Description of the task :: Reproduce the whole WhisperKit audio processing page below word for word, without the items that follow it.

Excerpt to read ::
▬▬▬

Skip to main content
WhisperKit’s transcription pipeline is built from modular, protocol-based components. This allows you to customize or replace individual parts of the pipeline while maintaining compatibility with the rest of the system.

AudioProcessing

Handles audio loading, recording, and preprocessing.

Required Properties

audioSamples
ContiguousArray<Float>
Stores the audio samples to be transcribed.
relativeEnergy
[Float]
A measure of current buffer’s energy in dB, normalized from 0-1 based on the quietest buffer’s energy in a specified window.
relativeEnergyWindow
Int
How many past buffers of audio to use when calculating relative energy. The lowest average energy value within this window is used as the silence baseline.

Required Methods

loadAudio(fromPath:channelMode:startTime:endTime:maxReadFrameSize:)
static func
Loads audio data from a specified file path.Parameters:
  • audioFilePath: String - The file path of the audio file
  • channelMode: ChannelMode - How to handle multi-channel audio
  • startTime: Double? - Optional start time in seconds
  • endTime: Double? - Optional end time in seconds
  • maxReadFrameSize: AVAudioFrameCount? - Maximum frames to read at once
Returns: AVAudioPCMBuffer containing the audio data
loadAudio(at:channelMode:)

▬▬▬

Dataset extract ::

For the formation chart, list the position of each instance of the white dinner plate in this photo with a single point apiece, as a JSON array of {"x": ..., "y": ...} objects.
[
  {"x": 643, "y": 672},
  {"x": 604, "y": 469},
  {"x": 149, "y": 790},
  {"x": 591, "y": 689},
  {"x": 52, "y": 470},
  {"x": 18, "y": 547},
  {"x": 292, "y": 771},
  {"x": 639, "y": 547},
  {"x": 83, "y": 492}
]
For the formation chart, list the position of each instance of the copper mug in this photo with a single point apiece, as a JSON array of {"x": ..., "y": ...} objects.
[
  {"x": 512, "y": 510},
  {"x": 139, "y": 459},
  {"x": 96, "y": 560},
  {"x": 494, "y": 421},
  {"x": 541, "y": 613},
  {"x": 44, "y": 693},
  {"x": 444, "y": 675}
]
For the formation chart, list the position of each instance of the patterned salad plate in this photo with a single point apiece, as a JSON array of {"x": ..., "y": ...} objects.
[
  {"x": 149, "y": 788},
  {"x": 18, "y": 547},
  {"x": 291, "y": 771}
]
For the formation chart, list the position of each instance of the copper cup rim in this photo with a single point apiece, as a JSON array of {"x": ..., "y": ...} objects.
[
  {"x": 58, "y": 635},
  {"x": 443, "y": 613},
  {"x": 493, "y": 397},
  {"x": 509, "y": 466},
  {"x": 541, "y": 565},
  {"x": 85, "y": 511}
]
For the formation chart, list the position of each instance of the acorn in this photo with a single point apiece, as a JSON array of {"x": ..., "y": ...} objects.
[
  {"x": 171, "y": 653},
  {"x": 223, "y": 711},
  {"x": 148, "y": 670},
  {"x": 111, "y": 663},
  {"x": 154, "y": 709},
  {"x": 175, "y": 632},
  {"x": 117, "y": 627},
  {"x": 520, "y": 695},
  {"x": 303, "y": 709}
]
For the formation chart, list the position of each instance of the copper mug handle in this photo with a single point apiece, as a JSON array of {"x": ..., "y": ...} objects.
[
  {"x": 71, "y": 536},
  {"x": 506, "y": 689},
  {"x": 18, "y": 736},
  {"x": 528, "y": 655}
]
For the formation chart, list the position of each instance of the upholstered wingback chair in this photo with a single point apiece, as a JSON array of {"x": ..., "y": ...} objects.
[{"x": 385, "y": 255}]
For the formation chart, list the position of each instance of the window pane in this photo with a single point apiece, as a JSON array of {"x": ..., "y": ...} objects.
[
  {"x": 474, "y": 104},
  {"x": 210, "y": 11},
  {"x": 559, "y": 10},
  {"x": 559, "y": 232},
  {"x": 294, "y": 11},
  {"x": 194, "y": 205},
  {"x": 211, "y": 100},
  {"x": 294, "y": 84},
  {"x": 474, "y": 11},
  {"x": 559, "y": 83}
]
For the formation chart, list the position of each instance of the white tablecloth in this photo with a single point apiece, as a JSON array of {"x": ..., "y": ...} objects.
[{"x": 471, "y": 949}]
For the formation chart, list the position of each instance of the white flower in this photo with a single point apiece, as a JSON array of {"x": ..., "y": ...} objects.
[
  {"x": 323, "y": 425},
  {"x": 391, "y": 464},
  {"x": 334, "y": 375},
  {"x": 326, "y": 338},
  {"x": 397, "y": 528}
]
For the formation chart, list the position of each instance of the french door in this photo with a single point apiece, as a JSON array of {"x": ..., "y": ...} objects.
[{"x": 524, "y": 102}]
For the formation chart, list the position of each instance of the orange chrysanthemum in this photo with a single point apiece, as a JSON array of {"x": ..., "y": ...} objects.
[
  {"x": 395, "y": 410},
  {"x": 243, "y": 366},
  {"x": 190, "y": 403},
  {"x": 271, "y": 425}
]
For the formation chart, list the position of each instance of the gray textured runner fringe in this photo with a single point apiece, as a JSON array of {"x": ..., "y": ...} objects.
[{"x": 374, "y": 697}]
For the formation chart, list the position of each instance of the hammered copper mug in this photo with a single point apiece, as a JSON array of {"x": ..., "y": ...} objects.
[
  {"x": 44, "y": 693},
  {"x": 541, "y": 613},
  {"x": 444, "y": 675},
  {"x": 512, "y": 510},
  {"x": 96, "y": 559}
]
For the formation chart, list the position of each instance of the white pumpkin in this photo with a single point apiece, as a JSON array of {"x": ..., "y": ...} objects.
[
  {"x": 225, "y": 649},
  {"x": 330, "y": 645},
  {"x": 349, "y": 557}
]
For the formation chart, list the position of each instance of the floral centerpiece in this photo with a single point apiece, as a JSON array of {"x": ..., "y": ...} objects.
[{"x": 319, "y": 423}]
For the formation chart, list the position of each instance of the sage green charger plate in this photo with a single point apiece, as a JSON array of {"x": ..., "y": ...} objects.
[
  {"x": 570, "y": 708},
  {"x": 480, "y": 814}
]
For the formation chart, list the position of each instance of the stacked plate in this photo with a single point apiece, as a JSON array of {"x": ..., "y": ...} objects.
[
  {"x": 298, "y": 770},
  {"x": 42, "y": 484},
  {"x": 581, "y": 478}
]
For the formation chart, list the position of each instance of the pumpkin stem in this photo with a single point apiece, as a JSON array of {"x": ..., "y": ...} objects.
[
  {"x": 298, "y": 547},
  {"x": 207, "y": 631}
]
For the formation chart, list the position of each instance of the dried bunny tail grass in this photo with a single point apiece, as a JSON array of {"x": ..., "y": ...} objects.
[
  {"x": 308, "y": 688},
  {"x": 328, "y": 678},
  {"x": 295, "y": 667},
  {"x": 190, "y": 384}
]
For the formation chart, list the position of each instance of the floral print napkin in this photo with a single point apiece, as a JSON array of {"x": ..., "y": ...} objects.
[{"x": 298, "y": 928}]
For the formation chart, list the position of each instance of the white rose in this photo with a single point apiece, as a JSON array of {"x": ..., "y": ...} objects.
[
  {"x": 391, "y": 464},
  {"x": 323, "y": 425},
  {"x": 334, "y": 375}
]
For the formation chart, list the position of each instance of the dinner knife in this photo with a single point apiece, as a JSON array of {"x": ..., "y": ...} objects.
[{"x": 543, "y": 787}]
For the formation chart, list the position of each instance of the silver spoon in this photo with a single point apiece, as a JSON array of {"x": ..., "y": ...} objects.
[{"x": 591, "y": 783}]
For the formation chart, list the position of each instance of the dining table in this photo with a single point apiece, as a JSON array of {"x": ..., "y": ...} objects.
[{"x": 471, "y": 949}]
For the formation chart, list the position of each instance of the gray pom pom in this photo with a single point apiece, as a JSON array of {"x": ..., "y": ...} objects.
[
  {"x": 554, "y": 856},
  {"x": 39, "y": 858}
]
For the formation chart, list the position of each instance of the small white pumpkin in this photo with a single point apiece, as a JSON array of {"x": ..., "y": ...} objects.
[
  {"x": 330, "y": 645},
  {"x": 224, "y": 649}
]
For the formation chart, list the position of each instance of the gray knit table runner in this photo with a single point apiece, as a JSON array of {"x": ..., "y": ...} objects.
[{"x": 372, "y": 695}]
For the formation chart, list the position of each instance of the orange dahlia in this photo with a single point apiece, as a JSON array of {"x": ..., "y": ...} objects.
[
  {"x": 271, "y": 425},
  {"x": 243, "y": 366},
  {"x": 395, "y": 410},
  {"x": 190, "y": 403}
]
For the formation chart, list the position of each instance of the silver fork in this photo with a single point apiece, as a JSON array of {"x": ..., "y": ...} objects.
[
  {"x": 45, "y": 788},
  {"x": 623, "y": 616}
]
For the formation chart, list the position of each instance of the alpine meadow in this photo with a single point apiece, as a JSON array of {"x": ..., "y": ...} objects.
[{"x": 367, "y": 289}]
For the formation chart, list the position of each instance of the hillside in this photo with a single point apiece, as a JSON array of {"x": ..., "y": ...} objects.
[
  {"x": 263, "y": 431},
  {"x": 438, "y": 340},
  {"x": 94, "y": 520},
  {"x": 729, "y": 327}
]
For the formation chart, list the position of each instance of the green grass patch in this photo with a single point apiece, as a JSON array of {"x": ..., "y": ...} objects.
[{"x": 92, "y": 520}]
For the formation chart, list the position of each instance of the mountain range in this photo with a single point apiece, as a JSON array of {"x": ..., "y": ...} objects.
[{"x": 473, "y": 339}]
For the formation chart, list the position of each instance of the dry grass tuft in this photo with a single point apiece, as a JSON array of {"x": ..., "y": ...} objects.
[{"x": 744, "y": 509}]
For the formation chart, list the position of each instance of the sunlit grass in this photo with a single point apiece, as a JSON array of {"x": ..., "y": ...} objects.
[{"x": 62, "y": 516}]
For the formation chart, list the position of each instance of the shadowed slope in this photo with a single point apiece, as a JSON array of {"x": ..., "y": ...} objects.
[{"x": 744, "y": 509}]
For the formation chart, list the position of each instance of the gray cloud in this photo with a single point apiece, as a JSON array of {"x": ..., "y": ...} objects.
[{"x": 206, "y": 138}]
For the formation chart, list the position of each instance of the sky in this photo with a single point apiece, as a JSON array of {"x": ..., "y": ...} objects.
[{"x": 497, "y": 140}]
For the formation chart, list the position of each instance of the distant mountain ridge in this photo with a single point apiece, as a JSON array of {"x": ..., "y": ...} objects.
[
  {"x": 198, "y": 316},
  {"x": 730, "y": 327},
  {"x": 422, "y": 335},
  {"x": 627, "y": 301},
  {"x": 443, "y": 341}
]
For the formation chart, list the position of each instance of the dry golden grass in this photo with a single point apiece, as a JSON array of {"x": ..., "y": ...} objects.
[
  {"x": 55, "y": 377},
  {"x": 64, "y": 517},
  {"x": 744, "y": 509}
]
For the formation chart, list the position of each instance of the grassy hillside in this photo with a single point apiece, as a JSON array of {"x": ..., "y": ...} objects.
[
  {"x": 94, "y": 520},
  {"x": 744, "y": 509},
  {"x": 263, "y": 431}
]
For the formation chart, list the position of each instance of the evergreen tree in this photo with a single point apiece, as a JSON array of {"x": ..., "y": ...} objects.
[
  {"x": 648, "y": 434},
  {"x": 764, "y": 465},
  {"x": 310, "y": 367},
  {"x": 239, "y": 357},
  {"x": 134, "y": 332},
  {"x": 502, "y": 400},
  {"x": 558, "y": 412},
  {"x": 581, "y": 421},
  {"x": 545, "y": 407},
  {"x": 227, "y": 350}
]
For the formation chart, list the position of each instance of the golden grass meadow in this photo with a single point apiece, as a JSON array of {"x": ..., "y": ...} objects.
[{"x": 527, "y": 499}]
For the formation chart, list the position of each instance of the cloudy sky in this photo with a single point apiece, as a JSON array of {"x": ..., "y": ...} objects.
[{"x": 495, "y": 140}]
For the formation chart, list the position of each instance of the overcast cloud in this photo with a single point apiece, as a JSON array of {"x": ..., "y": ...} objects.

▬▬▬

Task output ::
Skip to main content
WhisperKit’s transcription pipeline is built from modular, protocol-based components. This allows you to customize or replace individual parts of the pipeline while maintaining compatibility with the rest of the system.

AudioProcessing

Handles audio loading, recording, and preprocessing.

Required Properties

audioSamples
ContiguousArray<Float>
Stores the audio samples to be transcribed.
relativeEnergy
[Float]
A measure of current buffer’s energy in dB, normalized from 0-1 based on the quietest buffer’s energy in a specified window.
relativeEnergyWindow
Int
How many past buffers of audio to use when calculating relative energy. The lowest average energy value within this window is used as the silence baseline.

Required Methods

loadAudio(fromPath:channelMode:startTime:endTime:maxReadFrameSize:)
static func
Loads audio data from a specified file path.Parameters:
  • audioFilePath: String - The file path of the audio file
  • channelMode: ChannelMode - How to handle multi-channel audio
  • startTime: Double? - Optional start time in seconds
  • endTime: Double? - Optional end time in seconds
  • maxReadFrameSize: AVAudioFrameCount? - Maximum frames to read at once
Returns: AVAudioPCMBuffer containing the audio data
loadAudio(at:channelMode:)